• **Document text**:
──────

HK Express forced passenger to prove she wasn’t pregnant before boarding flight to Saipan

Photo Illustration via Helmy Oved/Wikimedia Commons.
Photo Illustration via Helmy Oved/Wikimedia Commons.

A Hong Kong airline has caused a stir after it forced a female passenger to take a “humiliating” pregnancy test to prove she wasn’t expecting before allowing her to board a flight to the U.S. territory of Saipan.

Midori Nishida, a 25-year-old Japanese citizen, was checking in for a November HK Express Airways flight at Hong Kong International Airport to visit her parents in Saipan — a U.S. island in the Pacific probably best known as the site of a pitched battle in World War II — when the staff of the airline made the unorthodox request.

Despite having indicated on a check-in questionnaire that she wasn’t pregnant, airline staff proceeded to escort Nishida to a washroom and hand her a pregnancy test, saying it was a requirement she had to fulfill in order to board, according to the Wall Street Journal, which first reported on the incident on Friday.

The permission form indicated it was for women who are “observed to have a body size or shape resembling a pregnant woman.”

Nishida told the WSJ that she wasn’t allowed to board the flight until her test came back negative.

“It was very humiliating and frustrating,” she said.

The test was reportedly part of HK Express’s response to immigration concerns in Saipan, which has become a hotspot for birth tourism — particularly among Chinese families — thanks to its unique status as the only U.S. territory where Chinese nationals can travel without a visa.

──────

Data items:
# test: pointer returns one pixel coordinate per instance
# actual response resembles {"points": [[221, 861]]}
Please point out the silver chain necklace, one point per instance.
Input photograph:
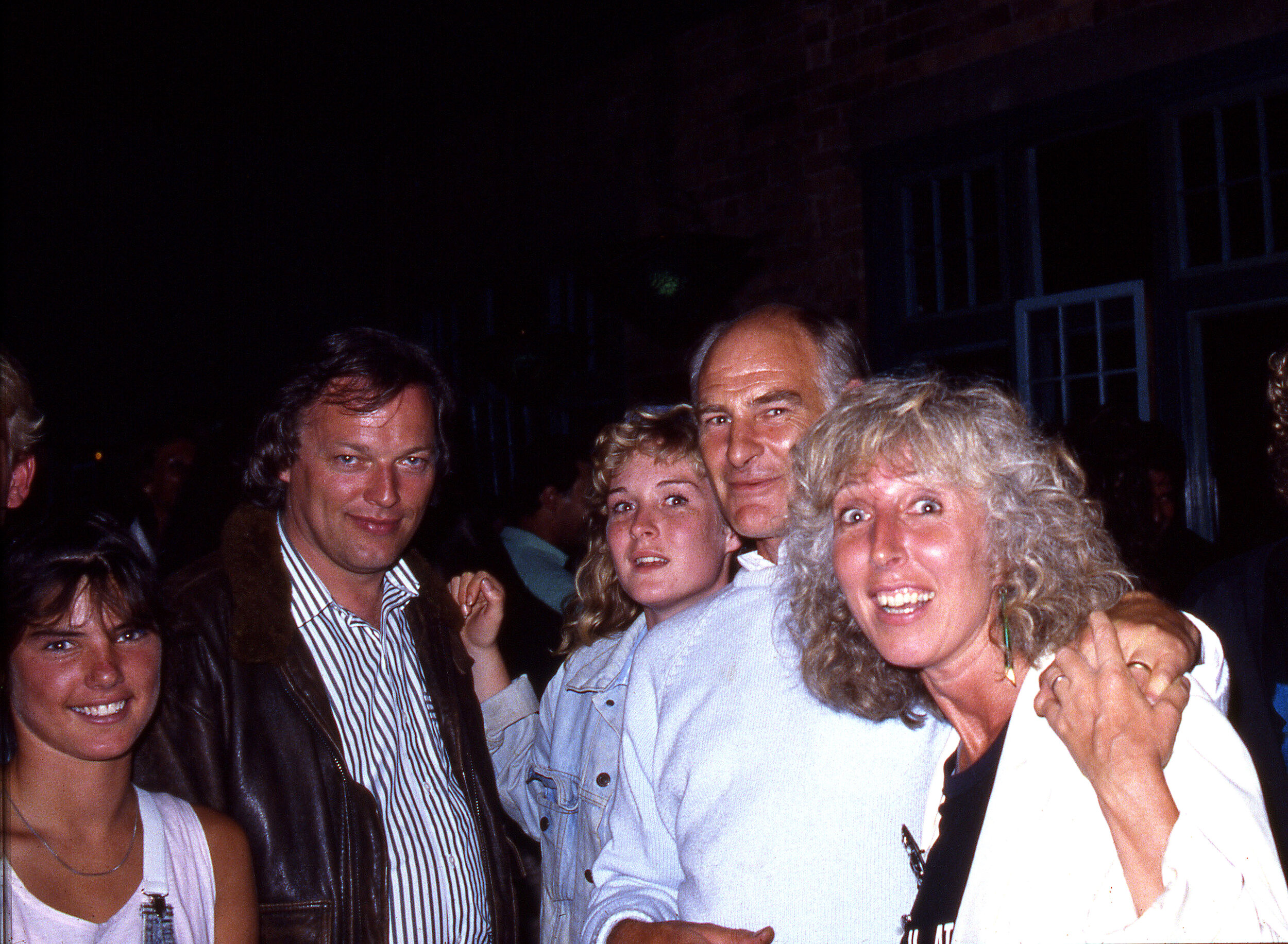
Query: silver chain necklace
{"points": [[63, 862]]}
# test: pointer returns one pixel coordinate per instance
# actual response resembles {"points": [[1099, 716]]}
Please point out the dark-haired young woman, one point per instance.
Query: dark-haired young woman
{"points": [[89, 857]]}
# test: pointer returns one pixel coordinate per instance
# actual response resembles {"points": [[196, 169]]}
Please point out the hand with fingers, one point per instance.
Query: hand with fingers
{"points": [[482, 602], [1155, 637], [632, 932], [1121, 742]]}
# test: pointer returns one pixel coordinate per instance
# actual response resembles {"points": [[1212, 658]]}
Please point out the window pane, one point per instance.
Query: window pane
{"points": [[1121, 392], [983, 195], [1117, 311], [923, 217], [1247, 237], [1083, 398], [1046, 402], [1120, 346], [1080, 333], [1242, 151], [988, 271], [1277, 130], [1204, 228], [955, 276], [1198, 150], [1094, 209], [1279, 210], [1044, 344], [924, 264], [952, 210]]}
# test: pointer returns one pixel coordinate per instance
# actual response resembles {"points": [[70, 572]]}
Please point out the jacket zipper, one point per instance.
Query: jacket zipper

──────

• **Objective 1**:
Answer these questions from the article about HK Express and the pregnancy test:
(a) How old is Midori Nishida?
(b) Whom was she traveling to Saipan to visit?
(c) Which newspaper first reported the incident?
• **Objective 2**: Write the next part of the article about HK Express and the pregnancy test, starting after its final sentence.
These rows were taken from a separate source.

• **Response 1**:
(a) 25 years old.
(b) Her parents.
(c) The Wall Street Journal.

• **Response 2**:
“We would like to apologise unreservedly to anyone who has been affected by this. In response to concerns raised by authorities in Saipan, we took actions on flights to Saipan from February 2019 to help ensure US immigration laws were not being undermined,” said HK Express, which was recently bought by Cathay, in a statement to Coconuts HK today.

“Under our new management, we recognise the significant concerns this practice has caused. We have immediately suspended the practice while we review it.”

Because of the United States’ recognition of birthright citizenship, children born on the island are automatically eligible to become U.S. citizens, and as of 2018, more babies were born to tourists than locals on Saipan, according to the annual report of the Commonwealth Healthcare Corporation.

Even so, the figures are relatively modest: in 2018, 575 Chinese tourists gave birth on the island in 2018, an approximately 70 percent increase from 2011, according to the same report.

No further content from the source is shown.